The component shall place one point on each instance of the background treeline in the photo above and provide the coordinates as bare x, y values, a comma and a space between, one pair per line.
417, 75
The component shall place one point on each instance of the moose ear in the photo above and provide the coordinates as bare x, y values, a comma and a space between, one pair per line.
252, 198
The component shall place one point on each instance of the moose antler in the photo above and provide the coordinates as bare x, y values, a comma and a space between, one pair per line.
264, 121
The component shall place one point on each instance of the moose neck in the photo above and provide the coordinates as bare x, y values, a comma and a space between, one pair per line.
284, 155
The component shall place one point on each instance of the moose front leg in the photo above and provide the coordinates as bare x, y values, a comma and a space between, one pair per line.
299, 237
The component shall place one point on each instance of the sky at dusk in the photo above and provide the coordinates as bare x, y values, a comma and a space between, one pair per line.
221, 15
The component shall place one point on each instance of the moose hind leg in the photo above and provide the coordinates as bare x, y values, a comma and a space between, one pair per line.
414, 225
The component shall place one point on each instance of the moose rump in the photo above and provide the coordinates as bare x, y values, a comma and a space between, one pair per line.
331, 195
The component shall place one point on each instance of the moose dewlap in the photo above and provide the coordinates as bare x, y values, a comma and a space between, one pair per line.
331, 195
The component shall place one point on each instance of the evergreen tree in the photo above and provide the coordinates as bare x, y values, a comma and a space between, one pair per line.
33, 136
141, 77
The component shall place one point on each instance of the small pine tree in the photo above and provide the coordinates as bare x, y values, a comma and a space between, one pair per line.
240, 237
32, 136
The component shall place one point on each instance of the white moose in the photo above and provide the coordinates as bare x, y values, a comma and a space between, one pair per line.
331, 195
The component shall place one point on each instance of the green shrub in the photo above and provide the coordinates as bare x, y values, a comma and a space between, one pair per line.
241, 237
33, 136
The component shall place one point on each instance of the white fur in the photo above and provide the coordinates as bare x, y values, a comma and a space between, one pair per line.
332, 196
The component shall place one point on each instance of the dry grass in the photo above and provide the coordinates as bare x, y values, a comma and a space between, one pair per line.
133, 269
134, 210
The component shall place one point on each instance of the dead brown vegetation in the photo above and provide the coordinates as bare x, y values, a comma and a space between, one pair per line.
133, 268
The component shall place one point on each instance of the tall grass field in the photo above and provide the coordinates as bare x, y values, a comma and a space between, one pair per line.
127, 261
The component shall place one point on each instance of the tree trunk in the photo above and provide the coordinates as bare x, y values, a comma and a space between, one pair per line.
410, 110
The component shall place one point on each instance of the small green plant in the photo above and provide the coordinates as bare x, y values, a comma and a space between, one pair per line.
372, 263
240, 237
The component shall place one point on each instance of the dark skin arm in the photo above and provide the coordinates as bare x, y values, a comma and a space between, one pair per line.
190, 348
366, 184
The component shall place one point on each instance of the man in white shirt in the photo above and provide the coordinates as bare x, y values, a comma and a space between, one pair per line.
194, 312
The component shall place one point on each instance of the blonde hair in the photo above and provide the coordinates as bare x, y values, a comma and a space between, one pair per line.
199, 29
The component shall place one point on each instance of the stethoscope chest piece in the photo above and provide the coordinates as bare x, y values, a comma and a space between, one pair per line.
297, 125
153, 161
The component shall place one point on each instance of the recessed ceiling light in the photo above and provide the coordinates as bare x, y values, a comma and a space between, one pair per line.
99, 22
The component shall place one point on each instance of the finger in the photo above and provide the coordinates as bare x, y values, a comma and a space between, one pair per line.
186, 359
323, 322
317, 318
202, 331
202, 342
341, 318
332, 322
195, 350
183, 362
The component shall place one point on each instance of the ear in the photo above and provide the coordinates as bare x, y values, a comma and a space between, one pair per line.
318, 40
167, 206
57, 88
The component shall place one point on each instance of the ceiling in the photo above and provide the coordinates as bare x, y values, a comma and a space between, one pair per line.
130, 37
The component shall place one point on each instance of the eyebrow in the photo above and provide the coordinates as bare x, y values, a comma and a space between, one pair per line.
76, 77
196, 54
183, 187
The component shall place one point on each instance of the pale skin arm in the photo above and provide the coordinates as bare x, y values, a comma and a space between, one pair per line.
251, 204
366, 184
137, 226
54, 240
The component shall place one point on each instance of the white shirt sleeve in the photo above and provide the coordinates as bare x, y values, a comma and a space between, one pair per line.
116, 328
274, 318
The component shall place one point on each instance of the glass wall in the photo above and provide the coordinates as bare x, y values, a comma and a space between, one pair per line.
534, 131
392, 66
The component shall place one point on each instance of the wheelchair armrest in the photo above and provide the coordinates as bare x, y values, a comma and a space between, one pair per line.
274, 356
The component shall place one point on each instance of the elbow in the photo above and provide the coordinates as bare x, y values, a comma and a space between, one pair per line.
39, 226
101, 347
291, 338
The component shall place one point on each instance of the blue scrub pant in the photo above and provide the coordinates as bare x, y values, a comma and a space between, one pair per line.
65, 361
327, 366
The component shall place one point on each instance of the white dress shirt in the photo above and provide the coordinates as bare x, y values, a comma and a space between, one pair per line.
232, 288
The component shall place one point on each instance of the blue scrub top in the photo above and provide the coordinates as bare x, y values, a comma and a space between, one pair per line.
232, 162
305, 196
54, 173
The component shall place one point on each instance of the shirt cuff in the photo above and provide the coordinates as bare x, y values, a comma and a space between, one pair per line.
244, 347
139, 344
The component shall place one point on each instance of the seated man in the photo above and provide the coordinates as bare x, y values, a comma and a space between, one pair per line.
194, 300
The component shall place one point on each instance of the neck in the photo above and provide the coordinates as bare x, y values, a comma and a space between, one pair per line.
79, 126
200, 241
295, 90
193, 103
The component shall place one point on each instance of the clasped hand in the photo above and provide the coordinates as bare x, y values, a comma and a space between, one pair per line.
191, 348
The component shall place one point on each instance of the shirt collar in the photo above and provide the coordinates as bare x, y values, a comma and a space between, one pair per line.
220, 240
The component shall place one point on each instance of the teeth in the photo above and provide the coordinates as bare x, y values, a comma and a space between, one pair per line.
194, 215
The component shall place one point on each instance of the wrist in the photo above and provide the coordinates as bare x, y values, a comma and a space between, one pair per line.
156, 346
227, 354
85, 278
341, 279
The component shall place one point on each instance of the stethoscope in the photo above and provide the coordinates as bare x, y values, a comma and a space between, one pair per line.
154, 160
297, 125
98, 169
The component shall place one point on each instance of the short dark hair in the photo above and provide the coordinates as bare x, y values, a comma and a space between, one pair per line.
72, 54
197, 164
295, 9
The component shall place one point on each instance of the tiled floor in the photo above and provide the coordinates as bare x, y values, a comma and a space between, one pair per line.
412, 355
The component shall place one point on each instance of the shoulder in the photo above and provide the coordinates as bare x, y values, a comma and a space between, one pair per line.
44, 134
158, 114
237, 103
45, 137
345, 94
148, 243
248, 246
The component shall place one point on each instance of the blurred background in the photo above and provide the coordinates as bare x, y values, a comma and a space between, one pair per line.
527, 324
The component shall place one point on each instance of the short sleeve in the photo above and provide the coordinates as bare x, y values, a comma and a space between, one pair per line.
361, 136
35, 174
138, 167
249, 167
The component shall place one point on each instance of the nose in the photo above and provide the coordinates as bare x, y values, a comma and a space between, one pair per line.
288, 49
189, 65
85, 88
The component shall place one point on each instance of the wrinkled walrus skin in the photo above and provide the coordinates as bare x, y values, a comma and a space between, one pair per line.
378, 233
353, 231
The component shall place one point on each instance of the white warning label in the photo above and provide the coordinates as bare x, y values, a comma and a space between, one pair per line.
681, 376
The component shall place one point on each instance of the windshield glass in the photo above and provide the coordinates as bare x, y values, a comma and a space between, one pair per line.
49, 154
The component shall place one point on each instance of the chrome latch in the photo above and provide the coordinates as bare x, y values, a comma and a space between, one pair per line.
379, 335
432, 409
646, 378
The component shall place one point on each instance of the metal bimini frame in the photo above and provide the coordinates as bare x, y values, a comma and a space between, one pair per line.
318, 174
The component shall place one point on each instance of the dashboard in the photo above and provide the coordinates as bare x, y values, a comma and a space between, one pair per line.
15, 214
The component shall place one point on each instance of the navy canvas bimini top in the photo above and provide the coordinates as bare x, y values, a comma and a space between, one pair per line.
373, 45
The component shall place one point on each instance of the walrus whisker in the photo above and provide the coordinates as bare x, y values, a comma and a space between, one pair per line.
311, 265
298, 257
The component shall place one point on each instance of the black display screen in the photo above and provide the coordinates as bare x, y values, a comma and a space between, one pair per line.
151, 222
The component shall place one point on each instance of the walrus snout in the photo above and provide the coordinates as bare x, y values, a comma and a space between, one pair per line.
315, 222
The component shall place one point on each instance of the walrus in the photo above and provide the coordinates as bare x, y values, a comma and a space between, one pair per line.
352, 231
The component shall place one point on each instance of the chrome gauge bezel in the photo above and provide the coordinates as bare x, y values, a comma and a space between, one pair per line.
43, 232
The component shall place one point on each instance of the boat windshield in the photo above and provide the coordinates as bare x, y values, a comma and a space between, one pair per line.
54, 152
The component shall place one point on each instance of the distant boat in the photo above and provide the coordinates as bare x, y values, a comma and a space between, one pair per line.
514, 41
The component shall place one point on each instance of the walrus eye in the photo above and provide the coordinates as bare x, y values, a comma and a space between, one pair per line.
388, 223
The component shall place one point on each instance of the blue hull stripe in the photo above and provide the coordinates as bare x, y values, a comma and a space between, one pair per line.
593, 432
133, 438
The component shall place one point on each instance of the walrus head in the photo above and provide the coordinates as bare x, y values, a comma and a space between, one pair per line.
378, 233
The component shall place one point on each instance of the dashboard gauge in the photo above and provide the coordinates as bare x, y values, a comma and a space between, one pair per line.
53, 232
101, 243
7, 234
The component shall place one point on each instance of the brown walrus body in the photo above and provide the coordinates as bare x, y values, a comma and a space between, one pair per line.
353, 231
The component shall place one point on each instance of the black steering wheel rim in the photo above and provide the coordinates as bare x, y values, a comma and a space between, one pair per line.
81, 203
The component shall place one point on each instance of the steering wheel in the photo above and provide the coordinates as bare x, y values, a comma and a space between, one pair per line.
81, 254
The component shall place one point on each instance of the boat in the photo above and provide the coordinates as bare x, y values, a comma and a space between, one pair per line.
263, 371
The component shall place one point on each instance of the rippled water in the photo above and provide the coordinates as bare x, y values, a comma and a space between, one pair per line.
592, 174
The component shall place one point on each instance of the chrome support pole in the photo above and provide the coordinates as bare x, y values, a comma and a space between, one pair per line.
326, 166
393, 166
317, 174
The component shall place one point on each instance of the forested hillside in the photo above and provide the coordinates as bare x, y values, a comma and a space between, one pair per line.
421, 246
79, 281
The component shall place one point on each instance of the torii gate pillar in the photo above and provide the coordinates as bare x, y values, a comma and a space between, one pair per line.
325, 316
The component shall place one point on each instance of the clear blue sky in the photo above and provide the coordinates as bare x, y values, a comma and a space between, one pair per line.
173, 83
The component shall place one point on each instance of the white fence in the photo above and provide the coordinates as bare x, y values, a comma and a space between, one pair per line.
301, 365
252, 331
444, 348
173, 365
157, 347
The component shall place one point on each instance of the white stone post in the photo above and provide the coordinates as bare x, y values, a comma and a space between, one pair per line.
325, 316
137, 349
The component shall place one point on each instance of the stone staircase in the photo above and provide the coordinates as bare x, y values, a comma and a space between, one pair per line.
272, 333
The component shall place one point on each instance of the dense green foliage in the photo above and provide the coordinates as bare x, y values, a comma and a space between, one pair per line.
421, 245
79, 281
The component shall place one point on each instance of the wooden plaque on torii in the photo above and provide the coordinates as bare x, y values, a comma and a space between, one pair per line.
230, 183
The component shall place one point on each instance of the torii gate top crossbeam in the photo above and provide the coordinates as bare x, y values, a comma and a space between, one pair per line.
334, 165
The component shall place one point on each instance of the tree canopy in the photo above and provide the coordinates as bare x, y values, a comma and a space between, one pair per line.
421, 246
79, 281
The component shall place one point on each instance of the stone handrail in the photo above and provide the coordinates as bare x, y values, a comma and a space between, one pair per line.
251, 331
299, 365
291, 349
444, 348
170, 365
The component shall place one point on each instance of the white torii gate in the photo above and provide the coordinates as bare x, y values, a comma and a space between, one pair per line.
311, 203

● ● ●

▶ _WHAT IS ASKED_: Repeat only the lines from the one holding "torii gate top" through the last line of the data.

▶ _ANSWER_:
The component shall place one point on each instance of the torii gate top crossbeam in the photo above and provide the coordinates as bare x, y values, a comma and a space between, one pair per line.
334, 165
The component shall place one point on each instance of the tree canopy in the photo above and provide the coordinates as bare x, y values, a comma and a space between, one pair per line.
421, 246
79, 281
The component shall place one point on each instance of the stone handrail in the photo above and provide the coordinates as bare x, y values, a comma and a space between, one pair per line.
251, 331
299, 365
291, 349
444, 348
170, 365
The component shall place one point on each instance of the white torii gate in the photo above and provide the coordinates as bare x, y values, a comma and a space between, one pair per line.
311, 203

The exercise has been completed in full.